Point annotation dataset rows:

━━━━━━━━━━━━━━━━━━━━

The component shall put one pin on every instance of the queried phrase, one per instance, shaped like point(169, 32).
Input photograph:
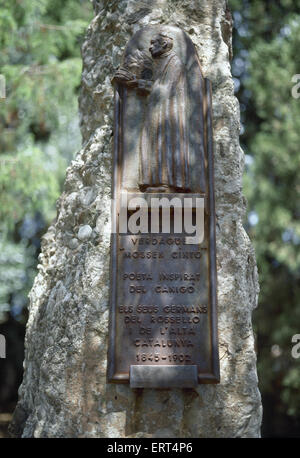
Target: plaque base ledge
point(163, 377)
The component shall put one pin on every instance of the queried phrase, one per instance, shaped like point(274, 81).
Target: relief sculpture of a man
point(164, 139)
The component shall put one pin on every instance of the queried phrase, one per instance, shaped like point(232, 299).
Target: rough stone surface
point(64, 391)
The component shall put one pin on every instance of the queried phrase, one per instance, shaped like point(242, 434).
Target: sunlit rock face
point(64, 392)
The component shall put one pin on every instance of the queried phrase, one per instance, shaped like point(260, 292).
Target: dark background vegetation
point(39, 134)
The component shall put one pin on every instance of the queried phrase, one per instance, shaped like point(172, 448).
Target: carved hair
point(164, 37)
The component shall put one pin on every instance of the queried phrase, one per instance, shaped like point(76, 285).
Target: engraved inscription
point(163, 313)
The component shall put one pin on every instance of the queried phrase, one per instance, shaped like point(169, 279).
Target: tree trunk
point(64, 391)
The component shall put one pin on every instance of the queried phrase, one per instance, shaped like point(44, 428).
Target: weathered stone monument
point(147, 333)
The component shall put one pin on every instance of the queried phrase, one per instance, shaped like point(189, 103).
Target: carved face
point(158, 46)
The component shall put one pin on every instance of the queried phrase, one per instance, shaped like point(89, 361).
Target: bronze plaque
point(163, 311)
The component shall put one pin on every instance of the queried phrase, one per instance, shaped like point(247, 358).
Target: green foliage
point(39, 132)
point(267, 58)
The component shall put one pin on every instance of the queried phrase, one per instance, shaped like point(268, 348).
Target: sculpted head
point(160, 44)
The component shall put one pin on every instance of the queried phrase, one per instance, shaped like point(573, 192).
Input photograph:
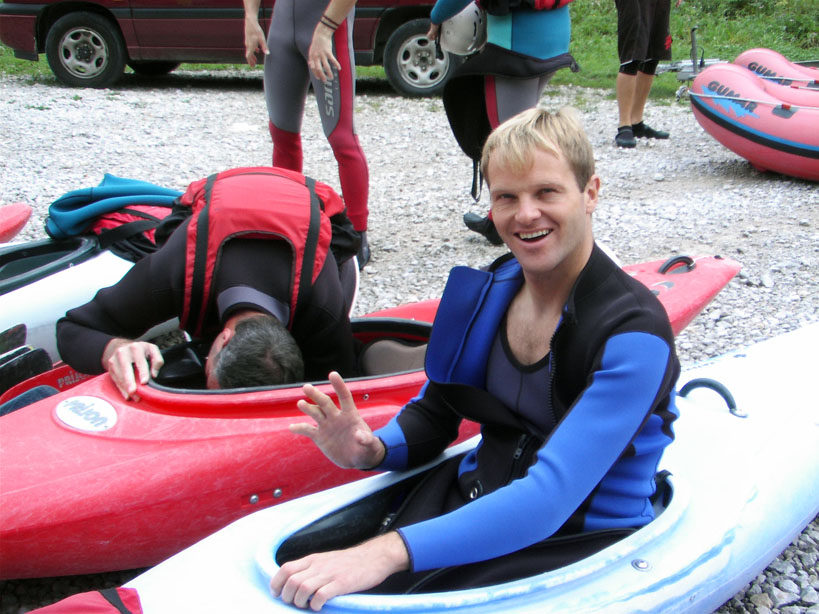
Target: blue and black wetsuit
point(579, 462)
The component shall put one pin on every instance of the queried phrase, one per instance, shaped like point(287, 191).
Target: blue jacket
point(538, 34)
point(612, 390)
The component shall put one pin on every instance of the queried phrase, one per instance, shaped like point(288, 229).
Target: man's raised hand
point(339, 431)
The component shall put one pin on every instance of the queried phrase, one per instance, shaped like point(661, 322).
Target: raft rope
point(779, 80)
point(784, 105)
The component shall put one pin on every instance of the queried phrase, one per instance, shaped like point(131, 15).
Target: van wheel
point(410, 62)
point(85, 50)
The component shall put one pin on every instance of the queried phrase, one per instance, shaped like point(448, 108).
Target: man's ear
point(591, 192)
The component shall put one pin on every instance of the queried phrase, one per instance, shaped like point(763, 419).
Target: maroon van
point(89, 42)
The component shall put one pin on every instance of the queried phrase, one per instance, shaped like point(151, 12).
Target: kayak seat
point(385, 356)
point(183, 368)
point(22, 363)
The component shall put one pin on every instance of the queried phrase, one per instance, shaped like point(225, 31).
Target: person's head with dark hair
point(254, 349)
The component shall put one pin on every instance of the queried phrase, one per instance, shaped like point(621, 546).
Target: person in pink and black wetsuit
point(296, 27)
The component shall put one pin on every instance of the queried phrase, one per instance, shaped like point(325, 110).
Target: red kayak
point(91, 483)
point(12, 219)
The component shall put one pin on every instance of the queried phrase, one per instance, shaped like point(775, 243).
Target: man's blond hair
point(515, 140)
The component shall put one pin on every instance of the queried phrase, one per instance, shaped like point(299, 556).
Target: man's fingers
point(345, 397)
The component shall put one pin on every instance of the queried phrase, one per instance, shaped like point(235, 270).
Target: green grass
point(725, 28)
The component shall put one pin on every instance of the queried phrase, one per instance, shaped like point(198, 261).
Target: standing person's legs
point(336, 101)
point(657, 15)
point(286, 79)
point(632, 43)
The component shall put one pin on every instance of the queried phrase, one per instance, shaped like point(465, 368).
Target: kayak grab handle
point(719, 388)
point(669, 264)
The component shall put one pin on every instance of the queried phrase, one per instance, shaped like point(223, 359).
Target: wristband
point(328, 23)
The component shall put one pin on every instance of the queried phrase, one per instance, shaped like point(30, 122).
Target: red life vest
point(255, 203)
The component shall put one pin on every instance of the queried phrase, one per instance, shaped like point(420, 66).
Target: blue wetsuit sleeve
point(575, 458)
point(444, 9)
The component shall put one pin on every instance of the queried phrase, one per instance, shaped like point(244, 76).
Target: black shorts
point(642, 30)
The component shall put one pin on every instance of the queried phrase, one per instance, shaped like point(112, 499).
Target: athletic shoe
point(625, 137)
point(483, 226)
point(642, 130)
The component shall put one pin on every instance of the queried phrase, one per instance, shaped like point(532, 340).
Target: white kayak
point(743, 484)
point(41, 280)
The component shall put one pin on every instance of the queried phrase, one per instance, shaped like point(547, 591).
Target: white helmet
point(465, 33)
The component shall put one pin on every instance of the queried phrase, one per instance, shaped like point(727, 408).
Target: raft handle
point(669, 264)
point(719, 388)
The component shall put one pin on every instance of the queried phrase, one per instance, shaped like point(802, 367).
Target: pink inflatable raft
point(770, 123)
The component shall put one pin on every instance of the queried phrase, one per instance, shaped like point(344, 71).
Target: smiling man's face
point(542, 215)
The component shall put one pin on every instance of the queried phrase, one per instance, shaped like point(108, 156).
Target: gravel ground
point(688, 195)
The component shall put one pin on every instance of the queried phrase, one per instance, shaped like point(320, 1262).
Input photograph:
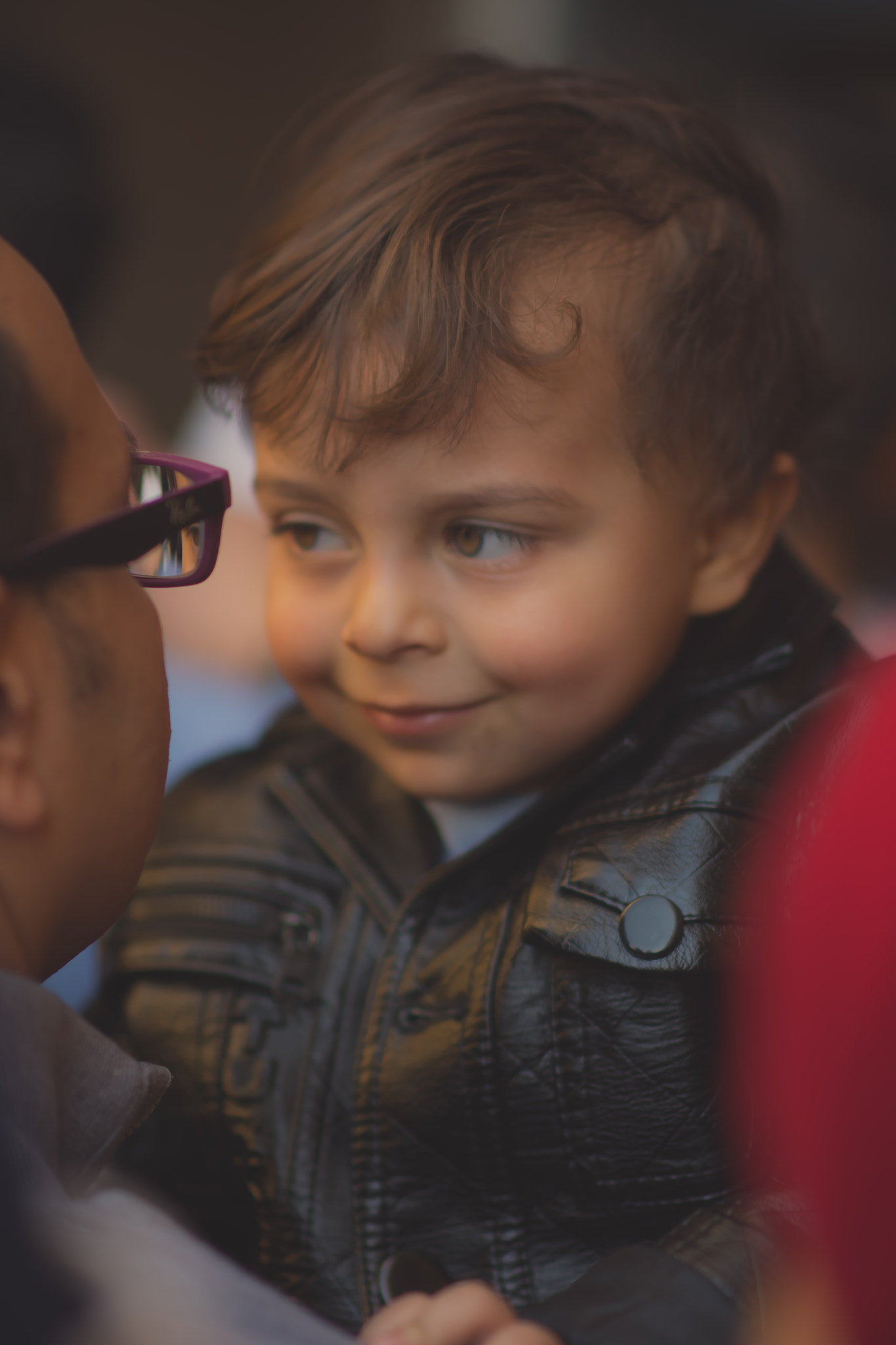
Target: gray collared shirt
point(69, 1098)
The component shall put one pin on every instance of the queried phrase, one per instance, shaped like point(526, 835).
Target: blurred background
point(140, 139)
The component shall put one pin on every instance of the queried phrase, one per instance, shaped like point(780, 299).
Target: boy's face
point(473, 618)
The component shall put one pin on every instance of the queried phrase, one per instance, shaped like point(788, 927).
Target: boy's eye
point(476, 541)
point(310, 537)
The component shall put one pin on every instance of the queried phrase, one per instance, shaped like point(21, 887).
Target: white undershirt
point(465, 825)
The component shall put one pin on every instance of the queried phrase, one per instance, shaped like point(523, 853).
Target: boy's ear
point(735, 545)
point(22, 798)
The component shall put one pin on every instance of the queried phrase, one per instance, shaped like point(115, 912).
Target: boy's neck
point(12, 956)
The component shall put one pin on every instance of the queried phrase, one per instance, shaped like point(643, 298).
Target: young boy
point(433, 967)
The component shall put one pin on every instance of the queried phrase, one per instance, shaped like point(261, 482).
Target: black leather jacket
point(505, 1063)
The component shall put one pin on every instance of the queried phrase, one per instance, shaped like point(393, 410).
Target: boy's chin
point(435, 776)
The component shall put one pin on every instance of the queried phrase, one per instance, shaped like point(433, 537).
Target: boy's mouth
point(408, 721)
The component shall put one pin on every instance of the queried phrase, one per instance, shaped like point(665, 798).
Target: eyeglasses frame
point(129, 533)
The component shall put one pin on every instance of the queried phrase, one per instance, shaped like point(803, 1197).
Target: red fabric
point(816, 1002)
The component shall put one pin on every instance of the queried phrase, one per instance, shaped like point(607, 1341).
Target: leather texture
point(377, 1053)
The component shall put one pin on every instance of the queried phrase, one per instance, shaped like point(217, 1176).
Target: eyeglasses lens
point(182, 552)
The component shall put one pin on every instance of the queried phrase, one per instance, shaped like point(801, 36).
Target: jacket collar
point(784, 608)
point(69, 1094)
point(393, 834)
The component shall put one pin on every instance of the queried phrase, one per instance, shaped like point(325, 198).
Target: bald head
point(56, 427)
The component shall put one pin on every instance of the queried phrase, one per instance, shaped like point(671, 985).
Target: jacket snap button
point(410, 1273)
point(651, 927)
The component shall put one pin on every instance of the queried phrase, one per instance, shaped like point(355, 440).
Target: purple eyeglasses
point(168, 536)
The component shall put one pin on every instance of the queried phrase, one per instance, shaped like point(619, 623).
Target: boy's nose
point(390, 618)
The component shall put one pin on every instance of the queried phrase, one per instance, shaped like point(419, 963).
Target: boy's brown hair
point(418, 204)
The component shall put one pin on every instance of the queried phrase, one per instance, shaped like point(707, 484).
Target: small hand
point(463, 1314)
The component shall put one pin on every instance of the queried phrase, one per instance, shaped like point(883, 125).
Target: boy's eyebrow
point(459, 500)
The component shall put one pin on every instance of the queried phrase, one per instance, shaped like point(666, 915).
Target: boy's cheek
point(303, 635)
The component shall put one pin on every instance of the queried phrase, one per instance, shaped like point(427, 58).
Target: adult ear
point(735, 544)
point(22, 798)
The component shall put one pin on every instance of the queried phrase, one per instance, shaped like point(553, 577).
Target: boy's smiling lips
point(418, 720)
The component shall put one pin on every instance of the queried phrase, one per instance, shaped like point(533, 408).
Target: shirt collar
point(69, 1094)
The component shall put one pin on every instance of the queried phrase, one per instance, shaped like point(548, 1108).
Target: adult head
point(83, 712)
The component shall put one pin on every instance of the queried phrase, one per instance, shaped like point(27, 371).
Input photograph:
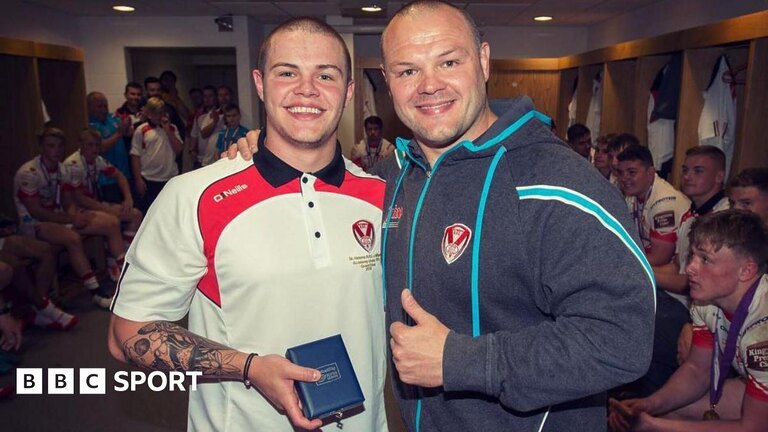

━━━━━━━━━━━━━━━━━━━━

Format the lines of the rows as a Markdown table, starting at the line that contains "like point(465, 368)." and ending at the line that contains "point(770, 123)", with a "Number" column and a "Text" column. Leave out any blank lines.

Task output »
| Number | Text |
|---|---|
| 1 | The component shall put one pin on every instance of the queried phrase, one per instance, shaped like point(465, 368). |
| 2 | Target: kayak grab handle |
| 3 | point(719, 388) |
| 4 | point(669, 264) |
| 5 | The component shall put one pin on every instance of the queried phrase, one per instance, shaped like point(223, 359). |
| 6 | Target: wristband |
| 7 | point(328, 23) |
| 8 | The component shall put one pin on every instance of the queried phrase, one per instance, shaped like point(30, 122). |
| 9 | Target: red life vest |
| 10 | point(255, 203) |
| 11 | The component shall put one pin on every instance of the queried phrase, one per instance, shaped like point(420, 66). |
| 12 | Target: blue wetsuit sleeve |
| 13 | point(575, 458) |
| 14 | point(444, 9) |
| 15 | The component shall put one pin on every instance of the queried phrase, one per instance, shaped like point(244, 76). |
| 16 | Target: black shorts |
| 17 | point(642, 30) |
| 18 | The component shall put one pin on every instance of the queried phrase, one per instance, shaped like point(112, 499). |
| 19 | Target: athletic shoe |
| 20 | point(625, 137) |
| 21 | point(483, 226) |
| 22 | point(642, 130) |
| 23 | The component shall put one pin on every instance of the queried phrase, one per instance, shaped like point(532, 340). |
| 24 | Target: white kayak |
| 25 | point(743, 484) |
| 26 | point(41, 280) |
| 27 | The component shall put one pin on every instance of the queried phrase, one per instance, shaped like point(547, 591). |
| 28 | Target: white helmet |
| 29 | point(465, 33) |
| 30 | The component shall put one pin on every instance of the queried phrase, one per instance, shaped like point(727, 408). |
| 31 | Target: raft handle |
| 32 | point(669, 264) |
| 33 | point(719, 388) |
| 34 | The component shall put one pin on every instance of the queried phrase, one per instance, shaped like point(802, 367). |
| 35 | Target: pink inflatable raft |
| 36 | point(770, 123) |